* **Work instructions**:
Find every line in the entries that contains the word "jeans", and copy each of those lines.

Records:
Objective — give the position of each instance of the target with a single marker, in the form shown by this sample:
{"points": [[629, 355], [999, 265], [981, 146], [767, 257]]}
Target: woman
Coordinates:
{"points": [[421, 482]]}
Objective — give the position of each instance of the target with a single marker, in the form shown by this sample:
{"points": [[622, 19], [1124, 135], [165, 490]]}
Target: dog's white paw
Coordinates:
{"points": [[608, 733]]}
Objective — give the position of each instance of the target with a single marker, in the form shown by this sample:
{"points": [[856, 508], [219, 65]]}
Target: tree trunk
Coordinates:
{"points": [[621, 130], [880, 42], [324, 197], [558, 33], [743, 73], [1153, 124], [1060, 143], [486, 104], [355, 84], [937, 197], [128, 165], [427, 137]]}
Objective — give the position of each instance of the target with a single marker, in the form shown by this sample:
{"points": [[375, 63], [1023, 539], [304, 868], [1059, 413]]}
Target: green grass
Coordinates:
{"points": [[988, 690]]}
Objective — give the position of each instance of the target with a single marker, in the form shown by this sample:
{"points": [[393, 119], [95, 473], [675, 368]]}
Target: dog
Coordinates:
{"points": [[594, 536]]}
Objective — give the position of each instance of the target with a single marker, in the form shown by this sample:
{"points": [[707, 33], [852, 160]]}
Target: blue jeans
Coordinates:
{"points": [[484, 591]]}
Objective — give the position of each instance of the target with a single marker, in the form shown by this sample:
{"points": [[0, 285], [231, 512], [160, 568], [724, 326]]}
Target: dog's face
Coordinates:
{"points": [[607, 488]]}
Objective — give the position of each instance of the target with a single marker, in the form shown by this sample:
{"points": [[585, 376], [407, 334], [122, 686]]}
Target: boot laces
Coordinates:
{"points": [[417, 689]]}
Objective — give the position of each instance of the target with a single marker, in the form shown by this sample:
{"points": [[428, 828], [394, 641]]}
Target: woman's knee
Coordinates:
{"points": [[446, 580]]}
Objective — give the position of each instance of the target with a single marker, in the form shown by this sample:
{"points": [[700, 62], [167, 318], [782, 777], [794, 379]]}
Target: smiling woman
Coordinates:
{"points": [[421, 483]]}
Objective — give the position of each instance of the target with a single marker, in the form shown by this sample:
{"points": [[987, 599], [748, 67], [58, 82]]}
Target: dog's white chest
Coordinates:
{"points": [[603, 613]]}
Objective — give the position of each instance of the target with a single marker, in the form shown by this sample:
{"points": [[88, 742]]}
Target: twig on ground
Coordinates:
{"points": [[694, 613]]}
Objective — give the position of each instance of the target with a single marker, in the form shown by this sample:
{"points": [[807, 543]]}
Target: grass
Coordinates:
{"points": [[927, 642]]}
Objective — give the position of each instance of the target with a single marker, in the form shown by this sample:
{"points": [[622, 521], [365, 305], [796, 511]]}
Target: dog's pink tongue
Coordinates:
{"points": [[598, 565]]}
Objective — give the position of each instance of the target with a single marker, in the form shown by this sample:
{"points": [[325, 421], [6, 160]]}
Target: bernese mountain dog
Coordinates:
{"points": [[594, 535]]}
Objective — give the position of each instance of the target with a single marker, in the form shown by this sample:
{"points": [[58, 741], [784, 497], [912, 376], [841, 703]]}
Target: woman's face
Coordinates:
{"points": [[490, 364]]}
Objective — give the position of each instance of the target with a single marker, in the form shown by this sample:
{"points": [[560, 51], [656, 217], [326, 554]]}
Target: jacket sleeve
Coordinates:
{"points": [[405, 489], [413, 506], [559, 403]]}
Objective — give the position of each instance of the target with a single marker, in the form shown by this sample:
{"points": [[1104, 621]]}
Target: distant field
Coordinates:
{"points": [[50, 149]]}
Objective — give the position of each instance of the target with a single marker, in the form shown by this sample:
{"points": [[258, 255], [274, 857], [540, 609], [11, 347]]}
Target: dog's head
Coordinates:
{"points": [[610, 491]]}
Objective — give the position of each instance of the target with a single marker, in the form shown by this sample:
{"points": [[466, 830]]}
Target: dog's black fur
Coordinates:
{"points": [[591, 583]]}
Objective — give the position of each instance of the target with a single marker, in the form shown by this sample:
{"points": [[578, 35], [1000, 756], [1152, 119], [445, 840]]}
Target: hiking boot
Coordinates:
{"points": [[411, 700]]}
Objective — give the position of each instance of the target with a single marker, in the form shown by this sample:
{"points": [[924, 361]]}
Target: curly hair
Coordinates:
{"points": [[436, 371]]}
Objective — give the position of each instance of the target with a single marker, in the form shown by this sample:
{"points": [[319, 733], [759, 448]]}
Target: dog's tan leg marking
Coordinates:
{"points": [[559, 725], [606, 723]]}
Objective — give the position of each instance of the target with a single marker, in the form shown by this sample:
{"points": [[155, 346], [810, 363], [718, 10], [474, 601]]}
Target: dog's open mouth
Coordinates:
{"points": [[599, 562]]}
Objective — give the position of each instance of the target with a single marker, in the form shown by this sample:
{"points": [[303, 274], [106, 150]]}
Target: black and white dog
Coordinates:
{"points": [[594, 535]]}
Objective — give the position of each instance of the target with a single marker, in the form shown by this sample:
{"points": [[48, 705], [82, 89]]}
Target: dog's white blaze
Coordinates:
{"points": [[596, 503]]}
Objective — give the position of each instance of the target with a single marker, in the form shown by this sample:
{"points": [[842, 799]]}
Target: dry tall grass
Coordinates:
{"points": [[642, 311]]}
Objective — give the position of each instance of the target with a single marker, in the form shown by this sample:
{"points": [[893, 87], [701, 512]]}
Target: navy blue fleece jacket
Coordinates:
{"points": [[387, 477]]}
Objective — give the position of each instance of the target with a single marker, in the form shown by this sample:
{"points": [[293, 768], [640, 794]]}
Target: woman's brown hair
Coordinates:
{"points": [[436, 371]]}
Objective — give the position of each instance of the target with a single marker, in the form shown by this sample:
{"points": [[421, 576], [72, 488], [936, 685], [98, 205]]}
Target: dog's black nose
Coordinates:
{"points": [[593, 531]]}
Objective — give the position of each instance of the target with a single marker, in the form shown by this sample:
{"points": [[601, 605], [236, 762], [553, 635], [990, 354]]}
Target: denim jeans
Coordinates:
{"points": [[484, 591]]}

* **Response to this task**:
Target: blue jeans
Target: denim jeans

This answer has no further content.